───── Supplied data

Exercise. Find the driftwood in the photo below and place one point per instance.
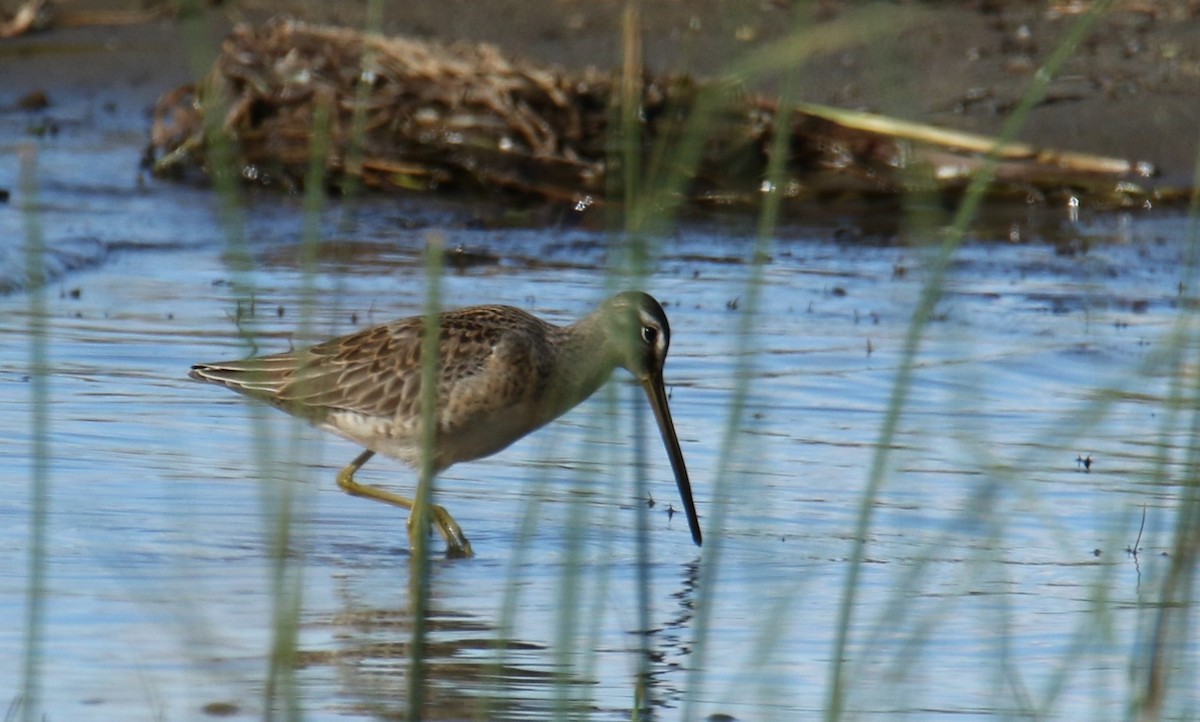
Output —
(408, 114)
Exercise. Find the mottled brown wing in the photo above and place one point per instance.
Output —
(489, 362)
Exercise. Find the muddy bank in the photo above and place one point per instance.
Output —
(1129, 91)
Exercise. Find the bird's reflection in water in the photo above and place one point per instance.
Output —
(474, 672)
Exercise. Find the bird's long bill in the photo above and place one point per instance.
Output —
(658, 396)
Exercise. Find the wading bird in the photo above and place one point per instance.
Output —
(502, 373)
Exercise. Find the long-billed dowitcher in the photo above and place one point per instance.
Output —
(503, 373)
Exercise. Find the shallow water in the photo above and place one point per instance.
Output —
(996, 578)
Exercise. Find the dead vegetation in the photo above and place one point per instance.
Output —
(414, 115)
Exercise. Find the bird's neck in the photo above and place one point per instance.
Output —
(587, 359)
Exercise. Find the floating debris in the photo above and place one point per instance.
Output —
(407, 114)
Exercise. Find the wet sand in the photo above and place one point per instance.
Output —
(1129, 91)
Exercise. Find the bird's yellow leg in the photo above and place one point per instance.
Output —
(450, 530)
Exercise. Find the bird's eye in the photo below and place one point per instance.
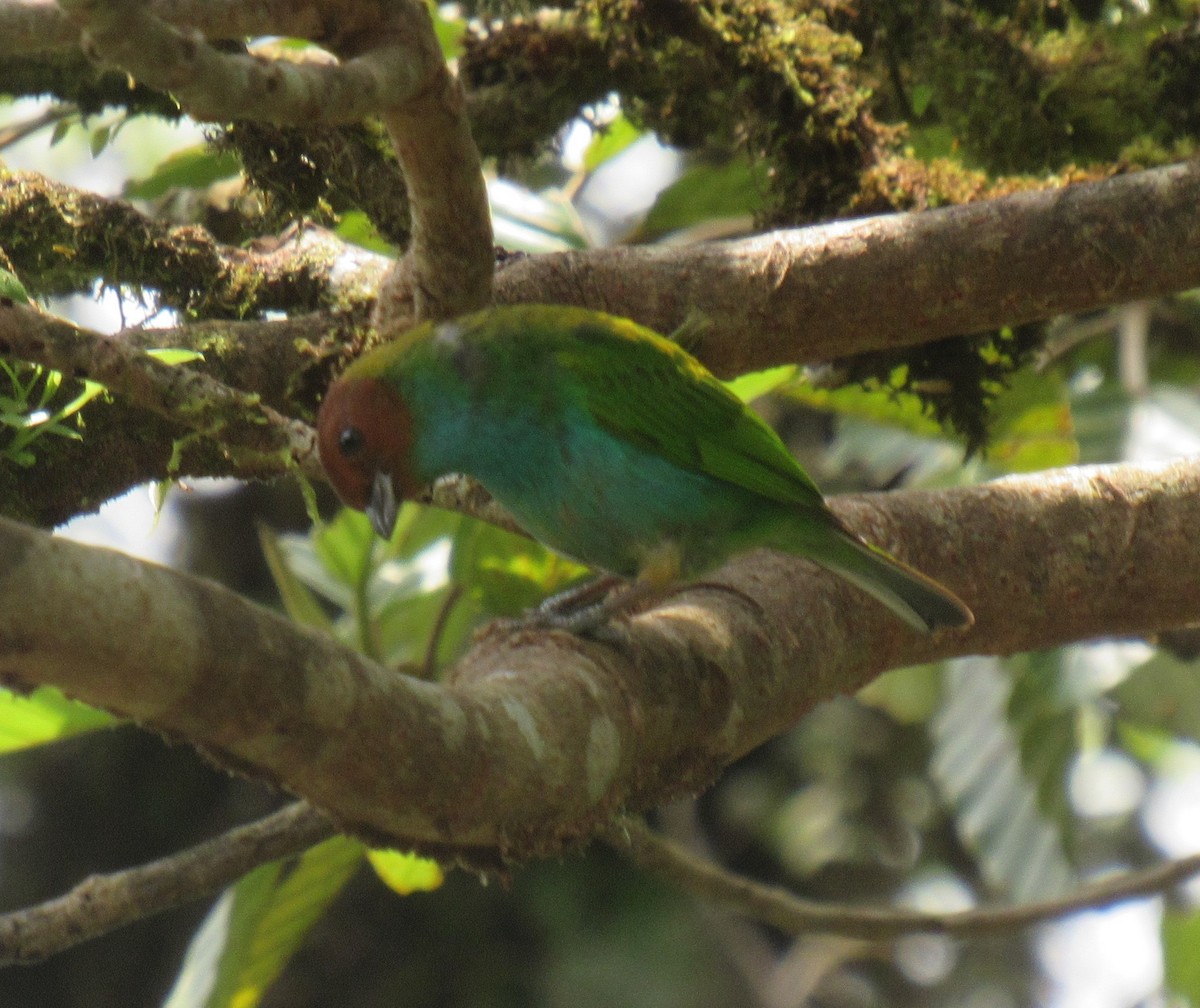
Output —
(351, 442)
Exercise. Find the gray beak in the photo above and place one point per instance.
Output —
(382, 507)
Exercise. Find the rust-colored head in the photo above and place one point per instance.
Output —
(365, 437)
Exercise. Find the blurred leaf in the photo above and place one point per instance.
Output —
(1101, 409)
(1164, 693)
(298, 601)
(996, 780)
(45, 715)
(922, 95)
(879, 405)
(1162, 424)
(345, 545)
(197, 167)
(174, 355)
(1181, 965)
(12, 289)
(449, 31)
(258, 924)
(703, 193)
(534, 222)
(759, 383)
(507, 573)
(355, 227)
(610, 141)
(1031, 425)
(910, 696)
(99, 139)
(930, 143)
(1150, 745)
(406, 873)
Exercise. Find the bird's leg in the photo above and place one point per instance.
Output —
(577, 597)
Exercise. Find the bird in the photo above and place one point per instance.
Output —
(606, 442)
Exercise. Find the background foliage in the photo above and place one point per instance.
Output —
(937, 786)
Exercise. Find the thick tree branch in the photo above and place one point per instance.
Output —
(103, 903)
(215, 85)
(881, 282)
(538, 738)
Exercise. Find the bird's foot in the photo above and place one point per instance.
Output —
(586, 610)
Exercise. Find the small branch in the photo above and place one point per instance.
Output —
(778, 907)
(255, 435)
(215, 85)
(60, 239)
(105, 903)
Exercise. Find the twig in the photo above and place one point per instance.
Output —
(253, 432)
(103, 903)
(778, 907)
(215, 85)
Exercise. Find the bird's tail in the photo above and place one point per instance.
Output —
(918, 600)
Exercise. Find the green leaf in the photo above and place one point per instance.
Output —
(174, 355)
(1181, 965)
(45, 715)
(875, 403)
(997, 781)
(449, 31)
(406, 873)
(910, 696)
(508, 574)
(258, 924)
(1163, 693)
(759, 383)
(1032, 426)
(12, 289)
(922, 95)
(534, 222)
(197, 167)
(355, 227)
(610, 141)
(703, 193)
(99, 139)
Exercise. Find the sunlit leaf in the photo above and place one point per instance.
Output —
(406, 873)
(45, 715)
(1181, 965)
(357, 228)
(298, 600)
(257, 925)
(174, 355)
(508, 573)
(1031, 424)
(12, 289)
(534, 222)
(610, 141)
(1163, 693)
(759, 383)
(703, 193)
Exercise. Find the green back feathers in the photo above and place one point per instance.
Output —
(636, 384)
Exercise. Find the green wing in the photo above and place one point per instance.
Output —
(647, 390)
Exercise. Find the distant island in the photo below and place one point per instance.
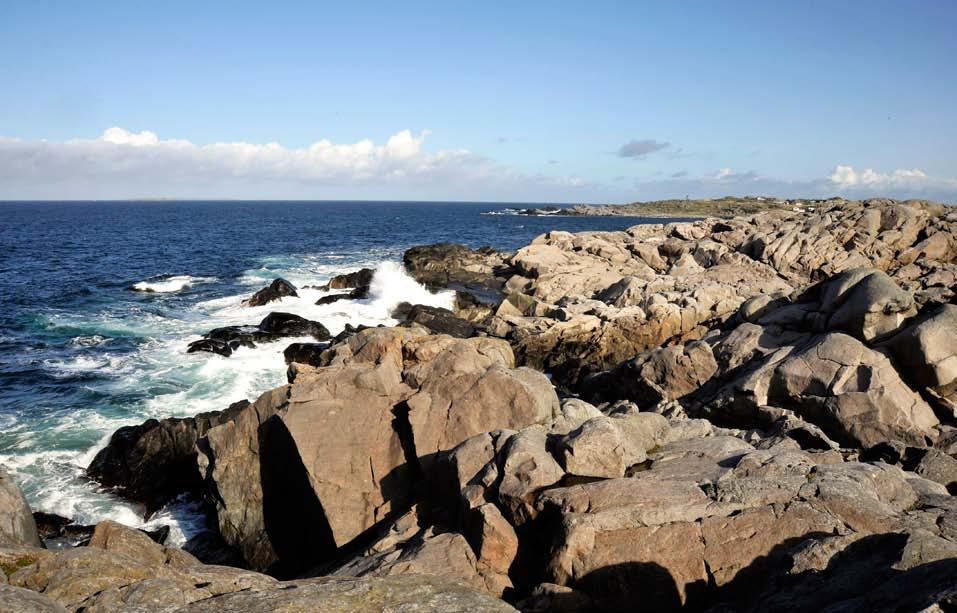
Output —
(726, 207)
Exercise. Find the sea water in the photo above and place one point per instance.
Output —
(99, 300)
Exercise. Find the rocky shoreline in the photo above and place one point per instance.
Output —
(744, 414)
(694, 208)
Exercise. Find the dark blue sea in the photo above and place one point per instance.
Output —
(82, 352)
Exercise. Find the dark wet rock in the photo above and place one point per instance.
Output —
(443, 264)
(17, 526)
(276, 290)
(59, 532)
(287, 324)
(224, 341)
(440, 321)
(155, 461)
(353, 280)
(356, 294)
(209, 345)
(209, 548)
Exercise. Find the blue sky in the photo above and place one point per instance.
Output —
(558, 101)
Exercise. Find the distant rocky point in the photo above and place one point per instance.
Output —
(727, 207)
(746, 414)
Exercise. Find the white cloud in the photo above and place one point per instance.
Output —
(638, 149)
(846, 176)
(121, 163)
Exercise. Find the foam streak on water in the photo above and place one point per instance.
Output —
(86, 347)
(162, 380)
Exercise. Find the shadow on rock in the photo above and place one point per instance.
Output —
(294, 518)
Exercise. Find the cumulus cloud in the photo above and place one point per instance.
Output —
(123, 163)
(846, 176)
(637, 149)
(842, 180)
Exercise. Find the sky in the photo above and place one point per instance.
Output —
(503, 101)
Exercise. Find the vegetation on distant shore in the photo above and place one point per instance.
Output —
(727, 207)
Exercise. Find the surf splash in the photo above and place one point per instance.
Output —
(171, 284)
(153, 376)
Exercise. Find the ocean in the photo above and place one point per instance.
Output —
(82, 352)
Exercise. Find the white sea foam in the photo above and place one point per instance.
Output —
(171, 284)
(49, 458)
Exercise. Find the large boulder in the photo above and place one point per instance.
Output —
(666, 373)
(926, 354)
(863, 302)
(662, 540)
(445, 264)
(440, 321)
(17, 526)
(341, 449)
(277, 290)
(836, 382)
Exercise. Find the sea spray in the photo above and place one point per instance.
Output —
(158, 379)
(171, 284)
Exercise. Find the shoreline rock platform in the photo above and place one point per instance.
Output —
(745, 414)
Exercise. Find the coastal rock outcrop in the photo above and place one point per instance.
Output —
(277, 290)
(757, 414)
(224, 341)
(602, 297)
(17, 526)
(414, 394)
(155, 461)
(123, 570)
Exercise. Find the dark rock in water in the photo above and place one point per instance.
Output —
(304, 353)
(155, 461)
(209, 345)
(440, 321)
(352, 280)
(401, 311)
(210, 548)
(331, 298)
(246, 336)
(444, 263)
(159, 535)
(287, 324)
(356, 294)
(58, 532)
(50, 525)
(272, 292)
(224, 341)
(348, 331)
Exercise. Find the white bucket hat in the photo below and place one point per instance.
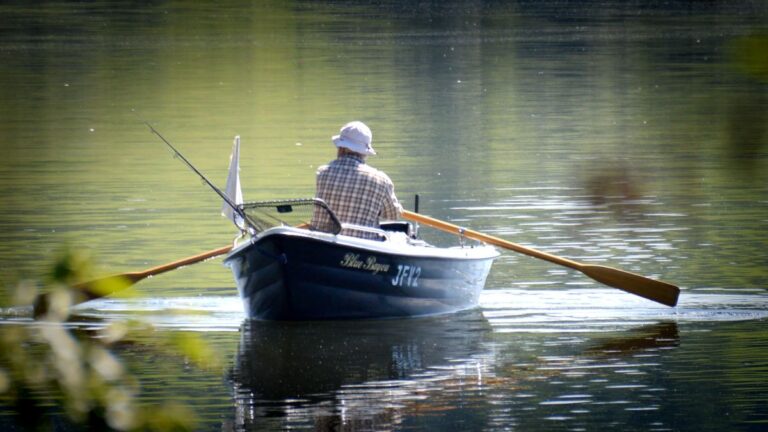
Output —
(355, 136)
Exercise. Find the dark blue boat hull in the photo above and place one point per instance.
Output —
(284, 276)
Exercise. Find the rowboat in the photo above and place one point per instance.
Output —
(284, 272)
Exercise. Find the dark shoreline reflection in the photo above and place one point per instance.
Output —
(350, 372)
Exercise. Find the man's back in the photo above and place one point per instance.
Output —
(358, 193)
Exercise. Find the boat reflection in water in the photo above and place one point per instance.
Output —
(352, 373)
(438, 371)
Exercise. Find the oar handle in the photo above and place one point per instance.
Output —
(658, 291)
(185, 261)
(455, 229)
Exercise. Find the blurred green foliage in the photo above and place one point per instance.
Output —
(50, 367)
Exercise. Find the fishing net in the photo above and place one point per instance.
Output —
(262, 215)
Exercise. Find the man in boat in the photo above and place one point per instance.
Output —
(358, 193)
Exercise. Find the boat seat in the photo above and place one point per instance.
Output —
(399, 226)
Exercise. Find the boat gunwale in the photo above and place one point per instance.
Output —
(390, 247)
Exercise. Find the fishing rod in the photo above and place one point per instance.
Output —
(223, 196)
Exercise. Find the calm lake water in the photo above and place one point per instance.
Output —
(633, 135)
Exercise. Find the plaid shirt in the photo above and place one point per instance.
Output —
(358, 193)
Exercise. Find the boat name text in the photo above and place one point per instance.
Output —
(354, 261)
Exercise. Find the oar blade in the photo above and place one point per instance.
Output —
(651, 289)
(85, 291)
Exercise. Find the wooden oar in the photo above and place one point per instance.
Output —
(642, 286)
(107, 285)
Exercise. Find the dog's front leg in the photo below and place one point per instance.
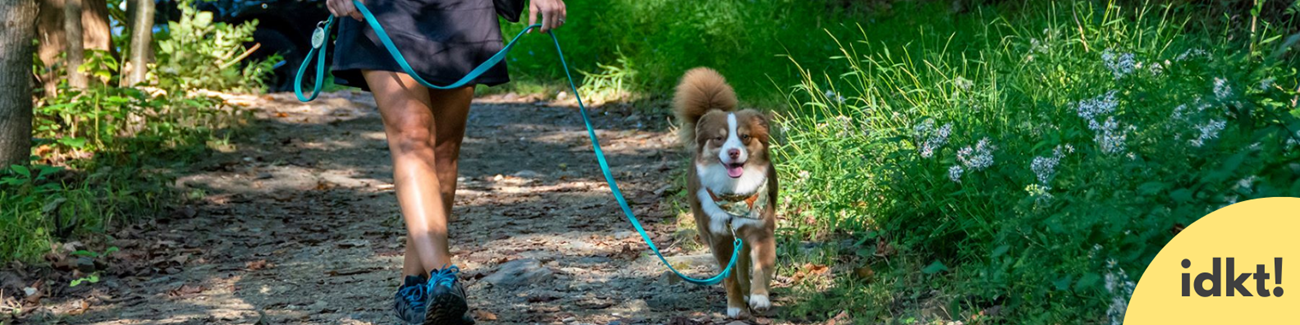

──────────

Return every line of the items above that contains the word "rocky".

Exercise. Find the rocky shoreline in the photo above and place one point per instance.
Exercise. Find the distant rocky point in the photo above and place one point per instance.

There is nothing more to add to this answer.